▶ _Given text_:
★ ★ ★ ★ ★ ★ ★
Re: Querying distinct values from a large table

From: "Luke Lonergan" <llonergan(at)greenplum(dot)com>
To: "Chad Wagner" <chad(dot)wagner(at)gmail(dot)com>
Cc: "Simon Riggs" <simon(at)2ndquadrant(dot)com>, "Igor Lobanov" <ilobanov(at)swsoft(dot)com>, "Richard Huxton" <dev(at)archonet(dot)com>, pgsql-performance(at)postgresql(dot)org
Subject: Re: Querying distinct values from a large table
Date: 2007-01-30 16:34:03
Message-ID: C1E4B37B.199C4%llonergan@greenplum.com
Views: Raw Message | Whole Thread | Download mbox | Resend email
Thread:
Lists: pgsql-performance

Chad,

On 1/30/07 7:03 AM, "Chad Wagner" <chad(dot)wagner(at)gmail(dot)com> wrote:

> On 1/30/07, Luke Lonergan <llonergan(at)greenplum(dot)com> wrote:
>> Not that it helps Igor, but we've implemented single pass sort/unique,
>> grouping and limit optimizations and it speeds things up to a single seqscan
>> over the data, from 2-5 times faster than a typical external sort.
★ ★ ★ ★ ★ ★ ★
▶ _Extracted information_:
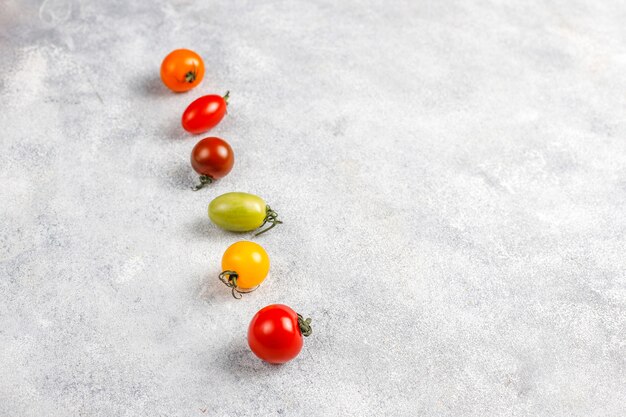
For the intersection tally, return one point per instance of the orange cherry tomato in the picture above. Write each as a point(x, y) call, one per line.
point(244, 266)
point(182, 70)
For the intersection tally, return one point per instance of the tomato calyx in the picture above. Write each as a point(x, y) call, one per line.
point(305, 325)
point(270, 217)
point(204, 180)
point(229, 278)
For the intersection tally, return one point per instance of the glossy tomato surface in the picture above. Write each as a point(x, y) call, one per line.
point(212, 157)
point(238, 212)
point(182, 70)
point(204, 113)
point(274, 334)
point(249, 260)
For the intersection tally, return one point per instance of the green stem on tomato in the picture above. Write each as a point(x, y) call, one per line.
point(229, 278)
point(270, 217)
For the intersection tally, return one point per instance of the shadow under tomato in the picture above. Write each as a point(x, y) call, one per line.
point(152, 86)
point(202, 228)
point(243, 364)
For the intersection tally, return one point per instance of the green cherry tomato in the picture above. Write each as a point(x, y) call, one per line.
point(242, 212)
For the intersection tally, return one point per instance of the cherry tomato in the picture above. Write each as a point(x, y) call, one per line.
point(275, 333)
point(244, 266)
point(204, 113)
point(212, 158)
point(242, 212)
point(182, 70)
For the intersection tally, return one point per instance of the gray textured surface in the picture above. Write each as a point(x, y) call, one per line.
point(452, 176)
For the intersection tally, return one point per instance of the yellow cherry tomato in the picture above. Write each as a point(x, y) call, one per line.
point(244, 266)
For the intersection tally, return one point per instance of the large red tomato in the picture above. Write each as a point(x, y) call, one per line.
point(212, 158)
point(275, 333)
point(204, 113)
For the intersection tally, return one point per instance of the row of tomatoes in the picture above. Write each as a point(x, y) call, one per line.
point(275, 332)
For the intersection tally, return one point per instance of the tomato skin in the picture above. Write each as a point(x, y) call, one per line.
point(182, 70)
point(274, 334)
point(238, 212)
point(204, 113)
point(212, 157)
point(249, 260)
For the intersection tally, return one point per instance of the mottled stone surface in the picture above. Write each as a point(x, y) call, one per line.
point(452, 177)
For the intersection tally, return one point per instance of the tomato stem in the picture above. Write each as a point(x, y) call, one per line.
point(270, 217)
point(305, 326)
point(229, 278)
point(204, 180)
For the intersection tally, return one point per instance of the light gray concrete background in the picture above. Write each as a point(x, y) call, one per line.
point(452, 177)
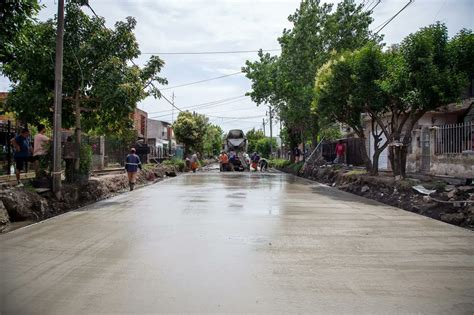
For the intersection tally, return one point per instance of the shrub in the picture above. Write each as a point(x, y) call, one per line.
point(85, 165)
point(296, 167)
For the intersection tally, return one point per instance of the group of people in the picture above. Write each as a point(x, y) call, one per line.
point(25, 152)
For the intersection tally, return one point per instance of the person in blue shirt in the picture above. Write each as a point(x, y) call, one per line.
point(22, 155)
point(132, 164)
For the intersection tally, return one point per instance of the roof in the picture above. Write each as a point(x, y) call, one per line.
point(458, 108)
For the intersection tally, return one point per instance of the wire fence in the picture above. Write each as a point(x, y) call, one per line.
point(454, 138)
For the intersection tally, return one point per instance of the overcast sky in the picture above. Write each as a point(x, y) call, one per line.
point(232, 25)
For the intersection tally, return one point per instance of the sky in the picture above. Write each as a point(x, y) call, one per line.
point(236, 25)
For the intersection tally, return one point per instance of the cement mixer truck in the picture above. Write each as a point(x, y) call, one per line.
point(235, 144)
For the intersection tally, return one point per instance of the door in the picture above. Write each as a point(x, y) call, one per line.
point(383, 157)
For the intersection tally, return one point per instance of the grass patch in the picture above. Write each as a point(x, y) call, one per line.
point(356, 172)
point(279, 163)
point(296, 167)
point(179, 164)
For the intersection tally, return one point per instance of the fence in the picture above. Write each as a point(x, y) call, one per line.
point(7, 132)
point(454, 139)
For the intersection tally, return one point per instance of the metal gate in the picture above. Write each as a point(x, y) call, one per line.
point(7, 132)
point(425, 150)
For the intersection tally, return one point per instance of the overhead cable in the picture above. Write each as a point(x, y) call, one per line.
point(209, 52)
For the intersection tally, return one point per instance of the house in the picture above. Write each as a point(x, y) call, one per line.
point(140, 118)
point(161, 139)
point(442, 142)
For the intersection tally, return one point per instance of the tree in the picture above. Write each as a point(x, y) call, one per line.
point(333, 90)
point(287, 82)
point(252, 138)
point(100, 88)
point(348, 87)
point(264, 145)
point(190, 130)
point(98, 84)
point(212, 140)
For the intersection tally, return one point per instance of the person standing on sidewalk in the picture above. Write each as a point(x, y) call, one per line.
point(194, 162)
point(223, 161)
point(39, 147)
point(22, 155)
point(132, 164)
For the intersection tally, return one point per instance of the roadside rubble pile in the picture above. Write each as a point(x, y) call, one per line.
point(439, 200)
point(23, 204)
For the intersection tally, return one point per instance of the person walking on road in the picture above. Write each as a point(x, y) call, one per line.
point(340, 152)
point(263, 164)
point(22, 155)
point(39, 147)
point(132, 164)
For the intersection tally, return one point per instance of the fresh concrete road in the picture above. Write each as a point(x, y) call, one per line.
point(238, 243)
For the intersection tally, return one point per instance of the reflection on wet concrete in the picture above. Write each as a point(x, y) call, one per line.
point(237, 243)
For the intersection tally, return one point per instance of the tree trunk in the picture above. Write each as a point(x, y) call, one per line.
point(375, 163)
point(77, 109)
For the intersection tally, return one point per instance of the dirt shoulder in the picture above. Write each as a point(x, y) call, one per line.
point(449, 203)
point(21, 206)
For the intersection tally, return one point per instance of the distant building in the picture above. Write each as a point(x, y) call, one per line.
point(140, 121)
point(160, 139)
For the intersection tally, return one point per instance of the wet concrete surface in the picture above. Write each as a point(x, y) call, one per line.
point(237, 243)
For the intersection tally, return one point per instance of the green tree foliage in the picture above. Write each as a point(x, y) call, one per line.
point(100, 87)
point(252, 138)
point(287, 82)
point(264, 145)
point(432, 77)
point(15, 18)
point(213, 140)
point(190, 129)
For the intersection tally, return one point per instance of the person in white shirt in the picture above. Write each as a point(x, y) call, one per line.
point(39, 147)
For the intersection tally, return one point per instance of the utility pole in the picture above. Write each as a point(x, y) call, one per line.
point(58, 87)
point(271, 131)
point(172, 108)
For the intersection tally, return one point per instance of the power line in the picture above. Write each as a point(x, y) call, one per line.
point(201, 81)
point(383, 25)
point(376, 4)
point(151, 83)
point(209, 52)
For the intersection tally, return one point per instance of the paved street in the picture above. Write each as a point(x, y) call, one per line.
point(242, 243)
★ ★ ★ ★ ★ ★ ★
▶ _Directives_:
(a) Please reproduce the section of the email that opens with the words containing "On 1/30/07 7:03" and closes with "typical external sort.".
(b) For each statement, say yes or no depending on whether the email agrees with it, and quote the words from the email that decide it. (i) The email is dated January 30, 2007. (ii) The quoted passage claims a speedup of ten times over a typical external sort. (iii) Chad Wagner wrote at 7:03 AM on 1/30/07.
(c) In the email, which optimizations does the quoted passage say have been implemented?
Answer using only the email, not the material.

▶ _Answers to the exercises_:
(a)
On 1/30/07 7:03 AM, "Chad Wagner" <chad(dot)wagner(at)gmail(dot)com> wrote:

> On 1/30/07, Luke Lonergan <llonergan(at)greenplum(dot)com> wrote:
>> Not that it helps Igor, but we've implemented single pass sort/unique,
>> grouping and limit optimizations and it speeds things up to a single seqscan
>> over the data, from 2-5 times faster than a typical external sort.

(b)
(i) Yes: "Date: 2007-01-30 16:34:03"
(ii) No: "from 2-5 times faster than a typical external sort"
(iii) Yes: "On 1/30/07 7:03 AM, "Chad Wagner""

(c) Single pass sort/unique, grouping and limit optimizations.